On Fri, Oct 23, 2015 at 12:03 AM, Filipe Manana <fdman...@kernel.org> wrote:
> On Thu, Oct 22, 2015 at 11:38 PM, Stéphane Lesimple
> <stephane_bt...@lesimple.fr> wrote:
>>>>> [ ... thread cleanup ... ]
>>>>>
>>>>> Don't hesitate to ask if you need me to debug or even ftrace something.
>>>>
>>>>
>>>> Thanks Stéphane. I haven't seen that crash yet (still running tests
>>>> for 2 consecutive days now).
>>>> Can you please try the following patch, which works on top of mine,
>>>> and enable ftrace before running balance:
>>>>
>>>> Debug patch:  https://friendpaste.com/5s3dItRpcpq3dH1E4KUJor
>>>>
>>>> Enable ftrace:
>>>>
>>>>     $ echo > /sys/kernel/debug/tracing/trace
>>>>     $ echo "nop" > /sys/kernel/debug/tracing/current_tracer
>>>>     $ echo 100000 > /sys/kernel/debug/tracing/buffer_size_kb   # if
>>>> you can use larger buffer size, even better
>>>>     $ echo > /sys/kernel/debug/tracing/set_ftrace_filter
>>>>     $ echo 1 > /sys/kernel/debug/tracing/tracing_on
>>>>
>>>>     $ run balance... wait until it finishes with IO error or the
>>>> patch's printk message shows up in dmesg/syslog
>>>>
>>>>     $ echo 0 > /sys/kernel/debug/tracing/tracing_on
>>>>
>>>>     $ cat /sys/kernel/debug/tracing/trace > some_file.txt
>>>>
>>>> Then send is some_file.txt for debugging, hopefully it will give some
>>>> useful information. Note that it might produce tons of messages,
>>>> depending on how long it takes for you to hit the BUG_ON.

> Information shown
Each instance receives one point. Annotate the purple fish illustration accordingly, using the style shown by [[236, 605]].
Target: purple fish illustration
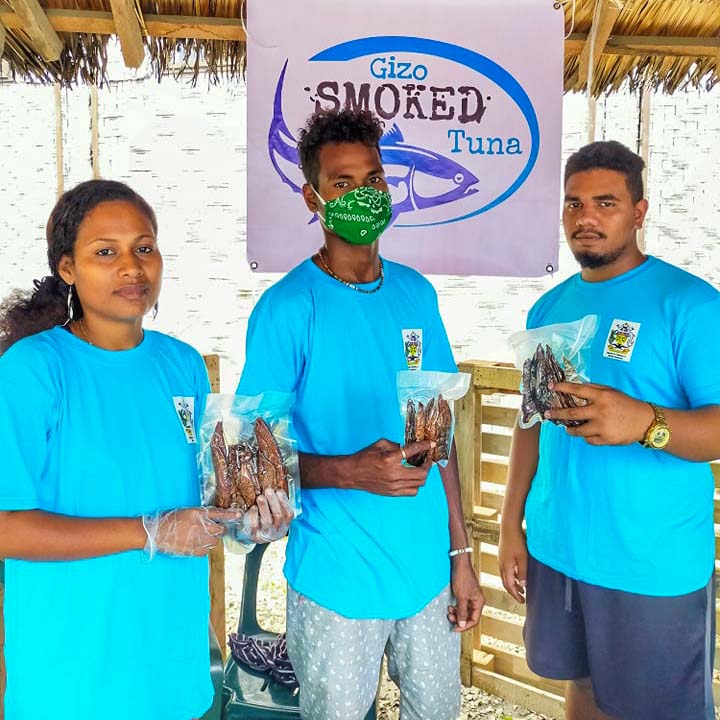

> Required tasks
(1) In the mailing-list thread, what value is written to /sys/kernel/debug/tracing/buffer_size_kb?
(2) Supply what comes next in the mailing-list thread, starting after its final sentence.
The listing is not needed for anything here.

> Answer list
(1) 100000

(2)
>>>>
>>>> Thanks a lot for this.
>>>
>>>
>>> I'm compiling it now (using your v2 of the friendpaste diff).
>>>
>>> I took the liberty to add a tracing_off() right before the return -EIO
>>> so that the trace tail ends exactly at the right place.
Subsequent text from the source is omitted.